RECORDS SUPPLIED —
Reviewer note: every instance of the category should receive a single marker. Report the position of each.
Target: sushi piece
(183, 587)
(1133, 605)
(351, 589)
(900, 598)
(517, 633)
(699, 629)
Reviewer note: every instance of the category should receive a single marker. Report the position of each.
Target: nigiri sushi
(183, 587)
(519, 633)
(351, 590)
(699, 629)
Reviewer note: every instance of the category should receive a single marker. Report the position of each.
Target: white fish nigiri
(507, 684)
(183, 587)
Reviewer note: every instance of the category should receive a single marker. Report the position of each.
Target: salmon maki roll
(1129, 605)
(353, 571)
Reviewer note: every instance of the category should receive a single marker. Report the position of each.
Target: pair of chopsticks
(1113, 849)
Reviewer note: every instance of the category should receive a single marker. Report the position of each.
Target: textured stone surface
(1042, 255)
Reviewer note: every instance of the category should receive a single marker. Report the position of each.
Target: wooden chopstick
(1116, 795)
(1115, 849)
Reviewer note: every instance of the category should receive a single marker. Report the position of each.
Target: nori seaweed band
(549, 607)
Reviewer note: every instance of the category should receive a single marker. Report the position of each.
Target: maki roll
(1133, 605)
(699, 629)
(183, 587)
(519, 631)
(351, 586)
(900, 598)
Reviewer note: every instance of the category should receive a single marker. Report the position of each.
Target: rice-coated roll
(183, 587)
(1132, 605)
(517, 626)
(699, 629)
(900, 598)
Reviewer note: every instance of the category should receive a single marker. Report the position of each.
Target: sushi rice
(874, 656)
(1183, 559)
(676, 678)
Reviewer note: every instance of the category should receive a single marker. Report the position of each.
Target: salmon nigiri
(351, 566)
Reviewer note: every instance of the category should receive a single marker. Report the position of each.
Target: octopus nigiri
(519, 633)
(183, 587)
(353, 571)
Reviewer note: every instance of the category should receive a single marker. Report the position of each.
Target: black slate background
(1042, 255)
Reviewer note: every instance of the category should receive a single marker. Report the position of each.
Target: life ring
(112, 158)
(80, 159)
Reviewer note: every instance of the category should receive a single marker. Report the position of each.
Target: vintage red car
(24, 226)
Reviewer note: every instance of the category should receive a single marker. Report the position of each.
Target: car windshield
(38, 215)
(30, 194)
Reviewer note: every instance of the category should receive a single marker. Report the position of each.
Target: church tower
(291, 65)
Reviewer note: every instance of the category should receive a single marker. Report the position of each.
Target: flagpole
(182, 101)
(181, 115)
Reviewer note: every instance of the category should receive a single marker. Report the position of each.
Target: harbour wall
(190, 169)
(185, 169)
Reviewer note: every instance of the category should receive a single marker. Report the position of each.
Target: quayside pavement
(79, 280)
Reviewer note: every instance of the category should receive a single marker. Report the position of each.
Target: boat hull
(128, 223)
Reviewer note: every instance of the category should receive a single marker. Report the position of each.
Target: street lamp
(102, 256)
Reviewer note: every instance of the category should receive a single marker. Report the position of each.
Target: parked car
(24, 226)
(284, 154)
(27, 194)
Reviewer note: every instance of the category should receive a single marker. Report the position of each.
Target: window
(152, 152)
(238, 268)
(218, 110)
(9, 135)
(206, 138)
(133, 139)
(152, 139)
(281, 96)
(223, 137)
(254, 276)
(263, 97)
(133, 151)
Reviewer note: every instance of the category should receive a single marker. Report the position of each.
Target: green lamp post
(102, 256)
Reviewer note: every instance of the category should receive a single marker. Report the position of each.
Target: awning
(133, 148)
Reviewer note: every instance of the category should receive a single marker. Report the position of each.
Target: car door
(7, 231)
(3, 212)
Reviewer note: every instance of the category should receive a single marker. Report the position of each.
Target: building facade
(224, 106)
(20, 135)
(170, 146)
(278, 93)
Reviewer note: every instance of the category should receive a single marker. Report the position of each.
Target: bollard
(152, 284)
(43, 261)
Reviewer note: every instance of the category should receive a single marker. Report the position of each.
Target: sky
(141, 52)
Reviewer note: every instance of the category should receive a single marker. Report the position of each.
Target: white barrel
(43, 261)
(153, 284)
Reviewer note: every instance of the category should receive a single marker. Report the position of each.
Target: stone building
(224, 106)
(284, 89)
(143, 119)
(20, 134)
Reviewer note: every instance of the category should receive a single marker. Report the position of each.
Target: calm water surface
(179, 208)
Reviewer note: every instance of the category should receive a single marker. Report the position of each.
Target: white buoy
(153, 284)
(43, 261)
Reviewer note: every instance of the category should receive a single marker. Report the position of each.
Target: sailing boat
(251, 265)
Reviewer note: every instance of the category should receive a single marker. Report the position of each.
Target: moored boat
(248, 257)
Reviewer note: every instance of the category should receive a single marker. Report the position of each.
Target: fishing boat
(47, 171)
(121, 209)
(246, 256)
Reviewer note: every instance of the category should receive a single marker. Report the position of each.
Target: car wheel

EXERCISE DESCRIPTION —
Line by line, output the data precisely as shown above.

THE COMPLETED TASK —
Reviewer note: every instance of the category should receive a single marker. Report the position of each.
Target: sushi piece
(183, 587)
(1133, 605)
(351, 589)
(900, 598)
(517, 633)
(699, 629)
Reviewer note: every instance of the category should receive a single marker. Report the position of each.
Target: nigiri sushi
(183, 587)
(519, 633)
(351, 590)
(699, 629)
Reviewer note: every instance of the category should receive a single marker. Report the position of each.
Target: white fish nigiri
(507, 684)
(183, 587)
Reviewer note: every instance of the category should receive a single marker. Report the position of each.
Target: salmon maki roll
(1129, 605)
(353, 571)
Reviewer note: every instance of the category should receive a single marker. Report the position of each.
Target: pair of chopsticks
(1113, 849)
Reviewer note: every instance of the category should receive a single marker. Report the position of each.
Target: textured stone surface
(1042, 255)
Reviewer note: every instance of the category should receive a single marker. Report the position of each.
Target: wooden chopstick
(1116, 795)
(1115, 849)
Reviewer note: every instance of the category should receive a single marker. Report the position of each.
Target: nori seaweed band
(549, 607)
Reviewer note: every instance of the category should receive a single marker. Report the position of each.
Target: maki roll
(1133, 605)
(699, 629)
(183, 587)
(519, 631)
(351, 586)
(900, 598)
Reviewer note: every instance of the category should receive a single marker. Report the position of each.
Target: rice-coated roll
(183, 587)
(1132, 605)
(517, 626)
(699, 629)
(900, 598)
Reviewer note: every instance of the category should receive a single marker. Report the position of each.
Target: sushi rice
(874, 656)
(1183, 559)
(676, 678)
Reviewer note: every instance of the category should receive a single marker. Report the position of each.
Target: salmon nigiri
(351, 566)
Reviewer note: every instance of the category should receive a single marker. Report the position of each.
Target: octopus nigiri
(519, 633)
(183, 587)
(353, 571)
Reviewer note: every instance of the category should receive a single marker. Report the position of each.
Target: black slate background
(1042, 255)
Reviewer note: every instance of the category should receive a single marker. Report the position of each.
Target: life ring
(112, 158)
(80, 159)
Reviewer note: every instance of the category should receive a single marker. Report the position of each.
Target: vintage red car
(24, 226)
Reviewer note: every instance of the category should receive a single marker. Report the position of each.
Target: car windshield
(38, 215)
(30, 194)
Reviewer note: every instance of the category should receive a single marker. Report the position of each.
Target: church tower
(291, 65)
Reviewer note: every instance of the category should receive a single marker. Report the position of each.
Target: flagpole
(182, 101)
(181, 115)
Reviewer note: every instance of the category should receive a single marker. Report the position of each.
Target: harbour wall
(190, 169)
(185, 169)
Reviewer note: every instance of the category should receive a single marker. Report the position of each.
Target: quayside pavement
(79, 280)
Reviewer note: every instance of the category should receive a single marker. Report the position of each.
Target: boat hull
(128, 223)
Reviewer note: every instance of the category should receive a single marker. Report the position of each.
Target: street lamp
(102, 256)
Reviewer note: every instance of the category should receive a single marker. Report the position of each.
Target: parked car
(24, 226)
(284, 154)
(27, 194)
Reviewer note: every instance of the category should receive a single marker. Report the position of each.
Target: window
(152, 152)
(238, 268)
(218, 110)
(9, 135)
(206, 138)
(133, 139)
(152, 139)
(281, 96)
(223, 137)
(254, 276)
(263, 97)
(133, 151)
Reviewer note: every instance of the category should receive a single marker. Report the position of each.
Target: green lamp post
(102, 256)
Reviewer note: every instance of the category should receive a single marker. Report the position of each.
Target: awning
(133, 148)
Reviewer note: every instance of the category should receive a single marker. Report the position of each.
Target: car door
(7, 231)
(3, 212)
Reviewer note: every instance of the category should receive a single marker. Report the position of each.
Target: building facade
(224, 106)
(20, 135)
(170, 146)
(278, 93)
Reviewer note: every instance of the category should receive a single marker. Report the position of each.
Target: bollard
(152, 284)
(43, 261)
Reviewer note: every instance of the category should receive a single marker. Report the position of each.
Target: sky
(141, 52)
Reviewer note: every instance of the category should receive a single marker. Report the position of each.
Target: white barrel
(43, 261)
(153, 284)
Reviewer note: every instance of the category should receive a single marker. Report the position of each.
Target: stone building
(224, 106)
(284, 89)
(143, 119)
(20, 134)
Reviewer note: every instance of the category should receive a single marker. Report the position of each.
Target: calm water surface
(179, 208)
Reviewer note: every instance of the category should receive a single marker. Report the position of each.
Target: white buoy
(153, 284)
(43, 261)
Reviewer note: every instance of the category should receive a single marker. Report the position of each.
Target: sailing boat
(251, 265)
Reviewer note: every instance of the category should receive a single marker. Report the position of each.
Target: moored boat
(248, 257)
Reviewer note: every instance of the category should receive a single marker. Report the position of each.
Target: fishing boat
(47, 171)
(121, 209)
(246, 256)
Reviewer note: every instance of the category should receive a single marker. Report the position of each.
Target: car wheel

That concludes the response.